*** DATA Section Begins ***

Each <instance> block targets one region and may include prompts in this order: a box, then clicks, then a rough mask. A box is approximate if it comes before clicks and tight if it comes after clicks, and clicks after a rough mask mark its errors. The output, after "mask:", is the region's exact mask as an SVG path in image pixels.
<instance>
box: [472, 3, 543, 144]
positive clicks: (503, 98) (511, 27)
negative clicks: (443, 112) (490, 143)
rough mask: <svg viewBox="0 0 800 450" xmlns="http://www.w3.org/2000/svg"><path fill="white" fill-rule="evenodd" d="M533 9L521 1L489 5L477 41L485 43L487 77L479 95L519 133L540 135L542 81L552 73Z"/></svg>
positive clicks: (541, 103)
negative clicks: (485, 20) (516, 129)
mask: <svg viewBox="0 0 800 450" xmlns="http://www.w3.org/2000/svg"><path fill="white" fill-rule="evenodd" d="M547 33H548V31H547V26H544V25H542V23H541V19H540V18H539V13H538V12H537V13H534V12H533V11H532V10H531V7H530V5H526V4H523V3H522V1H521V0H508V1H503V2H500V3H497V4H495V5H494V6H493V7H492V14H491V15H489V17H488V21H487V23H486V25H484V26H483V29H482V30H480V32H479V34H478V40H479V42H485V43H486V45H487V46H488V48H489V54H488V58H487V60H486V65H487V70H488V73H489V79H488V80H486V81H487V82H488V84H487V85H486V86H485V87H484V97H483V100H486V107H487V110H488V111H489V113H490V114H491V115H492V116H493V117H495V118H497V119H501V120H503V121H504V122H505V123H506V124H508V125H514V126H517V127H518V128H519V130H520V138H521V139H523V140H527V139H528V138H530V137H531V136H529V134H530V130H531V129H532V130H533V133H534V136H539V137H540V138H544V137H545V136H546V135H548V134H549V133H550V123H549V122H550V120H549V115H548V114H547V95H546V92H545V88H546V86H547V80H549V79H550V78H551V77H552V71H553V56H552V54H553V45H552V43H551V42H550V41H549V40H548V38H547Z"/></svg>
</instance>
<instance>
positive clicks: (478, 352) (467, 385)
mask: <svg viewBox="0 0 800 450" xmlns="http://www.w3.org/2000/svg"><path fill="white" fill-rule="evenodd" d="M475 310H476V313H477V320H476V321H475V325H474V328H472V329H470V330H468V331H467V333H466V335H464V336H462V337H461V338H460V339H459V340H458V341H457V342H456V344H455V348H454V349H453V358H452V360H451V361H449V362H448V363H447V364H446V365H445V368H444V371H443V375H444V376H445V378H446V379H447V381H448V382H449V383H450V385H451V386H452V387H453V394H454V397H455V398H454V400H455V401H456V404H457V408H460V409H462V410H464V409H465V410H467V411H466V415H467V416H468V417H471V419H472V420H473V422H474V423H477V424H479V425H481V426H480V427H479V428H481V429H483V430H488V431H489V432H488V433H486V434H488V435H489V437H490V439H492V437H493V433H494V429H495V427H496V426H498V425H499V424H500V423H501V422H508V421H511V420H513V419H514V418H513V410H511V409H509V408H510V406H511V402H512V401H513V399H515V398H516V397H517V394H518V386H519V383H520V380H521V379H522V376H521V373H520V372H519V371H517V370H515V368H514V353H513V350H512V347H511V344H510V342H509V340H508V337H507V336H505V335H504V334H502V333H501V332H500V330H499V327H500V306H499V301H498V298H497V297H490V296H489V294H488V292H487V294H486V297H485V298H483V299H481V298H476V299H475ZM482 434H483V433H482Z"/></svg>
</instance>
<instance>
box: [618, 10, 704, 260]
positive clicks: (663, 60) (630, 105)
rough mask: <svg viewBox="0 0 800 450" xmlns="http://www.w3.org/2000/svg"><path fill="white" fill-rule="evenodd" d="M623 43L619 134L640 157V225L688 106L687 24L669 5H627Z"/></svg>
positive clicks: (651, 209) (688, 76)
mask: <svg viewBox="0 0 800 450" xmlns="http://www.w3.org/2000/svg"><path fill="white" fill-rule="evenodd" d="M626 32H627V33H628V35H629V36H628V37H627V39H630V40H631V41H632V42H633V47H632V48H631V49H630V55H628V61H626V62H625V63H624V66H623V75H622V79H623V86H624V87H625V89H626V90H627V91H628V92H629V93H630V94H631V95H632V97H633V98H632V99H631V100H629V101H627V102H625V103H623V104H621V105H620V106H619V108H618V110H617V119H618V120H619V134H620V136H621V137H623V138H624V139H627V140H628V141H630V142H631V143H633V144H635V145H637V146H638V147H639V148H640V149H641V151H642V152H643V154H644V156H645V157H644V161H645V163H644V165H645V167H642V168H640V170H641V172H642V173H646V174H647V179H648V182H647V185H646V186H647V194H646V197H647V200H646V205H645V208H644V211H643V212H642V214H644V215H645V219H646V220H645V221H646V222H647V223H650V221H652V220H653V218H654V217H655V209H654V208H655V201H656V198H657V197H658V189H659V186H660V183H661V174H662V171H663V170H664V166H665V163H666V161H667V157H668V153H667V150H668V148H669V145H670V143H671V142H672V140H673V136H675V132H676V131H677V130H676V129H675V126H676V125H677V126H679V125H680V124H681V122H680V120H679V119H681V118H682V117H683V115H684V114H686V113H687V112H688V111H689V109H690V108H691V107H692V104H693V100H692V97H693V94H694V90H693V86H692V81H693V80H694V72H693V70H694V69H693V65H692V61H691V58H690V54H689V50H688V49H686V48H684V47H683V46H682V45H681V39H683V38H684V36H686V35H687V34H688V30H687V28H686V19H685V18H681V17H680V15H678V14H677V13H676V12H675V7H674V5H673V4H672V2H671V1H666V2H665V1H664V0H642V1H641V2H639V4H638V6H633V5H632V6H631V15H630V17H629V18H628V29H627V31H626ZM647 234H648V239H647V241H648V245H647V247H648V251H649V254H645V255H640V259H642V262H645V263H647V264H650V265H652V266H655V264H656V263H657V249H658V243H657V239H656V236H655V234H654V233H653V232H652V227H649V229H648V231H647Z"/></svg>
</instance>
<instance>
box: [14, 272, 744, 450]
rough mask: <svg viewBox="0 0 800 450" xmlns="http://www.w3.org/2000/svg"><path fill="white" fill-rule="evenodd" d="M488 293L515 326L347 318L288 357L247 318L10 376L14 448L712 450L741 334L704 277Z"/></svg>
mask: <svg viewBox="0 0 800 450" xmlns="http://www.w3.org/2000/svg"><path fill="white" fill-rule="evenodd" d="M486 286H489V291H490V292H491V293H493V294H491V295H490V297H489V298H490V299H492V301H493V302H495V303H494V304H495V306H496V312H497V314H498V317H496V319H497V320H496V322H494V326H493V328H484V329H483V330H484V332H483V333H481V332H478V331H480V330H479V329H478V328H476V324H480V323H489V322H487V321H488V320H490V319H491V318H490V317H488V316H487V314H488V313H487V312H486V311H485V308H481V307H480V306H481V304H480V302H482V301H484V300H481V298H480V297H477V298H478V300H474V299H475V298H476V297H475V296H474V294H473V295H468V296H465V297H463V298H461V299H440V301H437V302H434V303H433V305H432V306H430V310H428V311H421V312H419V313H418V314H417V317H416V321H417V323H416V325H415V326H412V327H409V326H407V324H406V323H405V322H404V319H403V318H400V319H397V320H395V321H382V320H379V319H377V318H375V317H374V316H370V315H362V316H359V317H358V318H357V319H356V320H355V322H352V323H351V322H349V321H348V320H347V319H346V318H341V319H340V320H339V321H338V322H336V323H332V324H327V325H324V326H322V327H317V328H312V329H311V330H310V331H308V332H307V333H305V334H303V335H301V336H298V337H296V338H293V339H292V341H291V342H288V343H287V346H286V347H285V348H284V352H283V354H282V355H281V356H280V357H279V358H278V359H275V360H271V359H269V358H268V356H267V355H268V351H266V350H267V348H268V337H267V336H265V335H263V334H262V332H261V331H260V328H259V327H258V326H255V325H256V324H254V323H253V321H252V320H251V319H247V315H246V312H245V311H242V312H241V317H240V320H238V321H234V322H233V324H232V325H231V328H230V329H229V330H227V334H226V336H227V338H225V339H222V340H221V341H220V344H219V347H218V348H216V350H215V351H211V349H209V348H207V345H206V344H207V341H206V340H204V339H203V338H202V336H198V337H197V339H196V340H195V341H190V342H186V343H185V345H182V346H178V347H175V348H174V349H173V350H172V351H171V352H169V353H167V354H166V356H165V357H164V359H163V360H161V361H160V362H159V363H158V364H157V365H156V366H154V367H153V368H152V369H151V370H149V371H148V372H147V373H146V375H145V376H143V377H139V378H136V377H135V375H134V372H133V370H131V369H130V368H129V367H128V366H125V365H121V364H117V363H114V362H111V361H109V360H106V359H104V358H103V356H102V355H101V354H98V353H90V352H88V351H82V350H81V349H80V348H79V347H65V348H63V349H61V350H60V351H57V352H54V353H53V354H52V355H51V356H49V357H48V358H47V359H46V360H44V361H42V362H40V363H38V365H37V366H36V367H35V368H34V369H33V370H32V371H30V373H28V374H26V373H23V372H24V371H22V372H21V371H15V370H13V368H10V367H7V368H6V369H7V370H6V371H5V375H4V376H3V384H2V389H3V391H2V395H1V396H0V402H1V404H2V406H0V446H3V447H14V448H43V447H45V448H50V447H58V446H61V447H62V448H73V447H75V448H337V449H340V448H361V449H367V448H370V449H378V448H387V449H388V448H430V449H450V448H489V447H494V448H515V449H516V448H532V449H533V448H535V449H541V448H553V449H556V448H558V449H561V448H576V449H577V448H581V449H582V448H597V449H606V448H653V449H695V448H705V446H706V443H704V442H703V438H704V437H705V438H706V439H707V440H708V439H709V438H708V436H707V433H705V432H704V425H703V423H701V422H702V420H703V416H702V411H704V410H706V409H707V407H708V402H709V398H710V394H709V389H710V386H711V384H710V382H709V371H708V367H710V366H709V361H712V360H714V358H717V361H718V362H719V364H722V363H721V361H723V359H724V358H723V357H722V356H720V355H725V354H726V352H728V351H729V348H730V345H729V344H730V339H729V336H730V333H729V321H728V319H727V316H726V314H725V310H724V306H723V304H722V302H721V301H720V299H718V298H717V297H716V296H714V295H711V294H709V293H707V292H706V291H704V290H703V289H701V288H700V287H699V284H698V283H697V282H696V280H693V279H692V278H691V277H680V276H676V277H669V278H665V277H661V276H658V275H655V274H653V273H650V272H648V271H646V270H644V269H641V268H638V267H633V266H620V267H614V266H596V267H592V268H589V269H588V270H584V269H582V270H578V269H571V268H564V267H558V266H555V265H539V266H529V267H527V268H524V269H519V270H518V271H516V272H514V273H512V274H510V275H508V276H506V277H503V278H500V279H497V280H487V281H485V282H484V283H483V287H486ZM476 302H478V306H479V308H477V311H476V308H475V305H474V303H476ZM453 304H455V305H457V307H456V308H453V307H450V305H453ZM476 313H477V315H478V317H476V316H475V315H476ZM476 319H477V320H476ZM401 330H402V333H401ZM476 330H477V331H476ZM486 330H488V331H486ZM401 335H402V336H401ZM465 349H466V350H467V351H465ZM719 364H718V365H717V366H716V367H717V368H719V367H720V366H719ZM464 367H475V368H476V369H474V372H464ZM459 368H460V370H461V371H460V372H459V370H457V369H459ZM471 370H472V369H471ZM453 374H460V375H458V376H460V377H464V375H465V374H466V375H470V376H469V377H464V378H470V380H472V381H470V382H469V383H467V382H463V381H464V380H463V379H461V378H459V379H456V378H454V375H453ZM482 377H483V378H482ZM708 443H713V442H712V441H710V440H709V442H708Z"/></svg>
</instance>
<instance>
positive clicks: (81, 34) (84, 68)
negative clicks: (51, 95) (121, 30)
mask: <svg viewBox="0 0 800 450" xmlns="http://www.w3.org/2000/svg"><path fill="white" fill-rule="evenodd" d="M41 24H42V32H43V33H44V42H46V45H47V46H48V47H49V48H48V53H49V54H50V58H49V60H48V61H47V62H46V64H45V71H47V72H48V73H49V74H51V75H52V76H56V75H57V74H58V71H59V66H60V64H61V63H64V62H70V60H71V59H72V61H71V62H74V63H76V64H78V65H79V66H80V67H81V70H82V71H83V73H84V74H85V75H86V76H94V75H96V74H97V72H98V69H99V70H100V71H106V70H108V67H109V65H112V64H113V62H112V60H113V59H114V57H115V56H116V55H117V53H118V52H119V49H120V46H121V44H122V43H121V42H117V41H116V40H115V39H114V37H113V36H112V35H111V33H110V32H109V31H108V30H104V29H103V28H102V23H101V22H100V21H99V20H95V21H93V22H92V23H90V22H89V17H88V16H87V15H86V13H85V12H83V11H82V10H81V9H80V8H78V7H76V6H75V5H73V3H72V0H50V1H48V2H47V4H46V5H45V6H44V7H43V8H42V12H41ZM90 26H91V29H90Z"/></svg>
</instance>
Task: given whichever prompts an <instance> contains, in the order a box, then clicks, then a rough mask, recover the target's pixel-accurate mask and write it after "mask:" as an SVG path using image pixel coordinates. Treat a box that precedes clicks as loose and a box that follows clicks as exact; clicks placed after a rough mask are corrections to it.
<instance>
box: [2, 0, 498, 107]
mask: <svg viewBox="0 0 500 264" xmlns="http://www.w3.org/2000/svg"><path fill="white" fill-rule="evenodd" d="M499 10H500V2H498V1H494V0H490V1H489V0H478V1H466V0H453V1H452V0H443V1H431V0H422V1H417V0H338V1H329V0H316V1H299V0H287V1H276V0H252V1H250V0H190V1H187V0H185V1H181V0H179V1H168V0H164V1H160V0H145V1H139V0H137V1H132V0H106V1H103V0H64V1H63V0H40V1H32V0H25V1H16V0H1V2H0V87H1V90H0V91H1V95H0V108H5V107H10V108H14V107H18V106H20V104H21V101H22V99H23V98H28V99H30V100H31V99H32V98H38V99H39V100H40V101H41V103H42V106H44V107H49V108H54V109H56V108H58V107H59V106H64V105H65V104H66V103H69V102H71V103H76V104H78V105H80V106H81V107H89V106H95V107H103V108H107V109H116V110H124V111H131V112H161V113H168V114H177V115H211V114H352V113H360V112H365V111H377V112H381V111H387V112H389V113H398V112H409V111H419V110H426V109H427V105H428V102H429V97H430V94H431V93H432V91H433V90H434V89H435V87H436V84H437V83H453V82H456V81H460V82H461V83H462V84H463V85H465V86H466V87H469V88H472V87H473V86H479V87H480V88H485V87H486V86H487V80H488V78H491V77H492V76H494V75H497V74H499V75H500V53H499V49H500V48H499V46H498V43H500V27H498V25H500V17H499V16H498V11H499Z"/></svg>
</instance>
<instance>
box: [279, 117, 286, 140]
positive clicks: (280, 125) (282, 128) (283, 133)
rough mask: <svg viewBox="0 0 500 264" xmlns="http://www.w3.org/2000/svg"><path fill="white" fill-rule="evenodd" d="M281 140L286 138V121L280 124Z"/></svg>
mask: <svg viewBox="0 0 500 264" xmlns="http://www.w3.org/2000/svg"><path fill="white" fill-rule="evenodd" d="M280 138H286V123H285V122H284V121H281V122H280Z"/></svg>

*** DATA Section Ends ***

■ WHAT TO PRODUCE ■
Could you reproduce exactly the lines of the entries above, from the one with "positive clicks: (503, 98) (511, 27)" through the one with "9L521 1L489 5L477", and nothing else?

■ SOLUTION FOR THIS PROBLEM ■
positive clicks: (503, 98) (511, 27)
negative clicks: (443, 112) (490, 143)
rough mask: <svg viewBox="0 0 800 450" xmlns="http://www.w3.org/2000/svg"><path fill="white" fill-rule="evenodd" d="M533 9L521 1L489 5L477 41L485 43L487 77L479 95L519 133L540 135L542 81L552 73Z"/></svg>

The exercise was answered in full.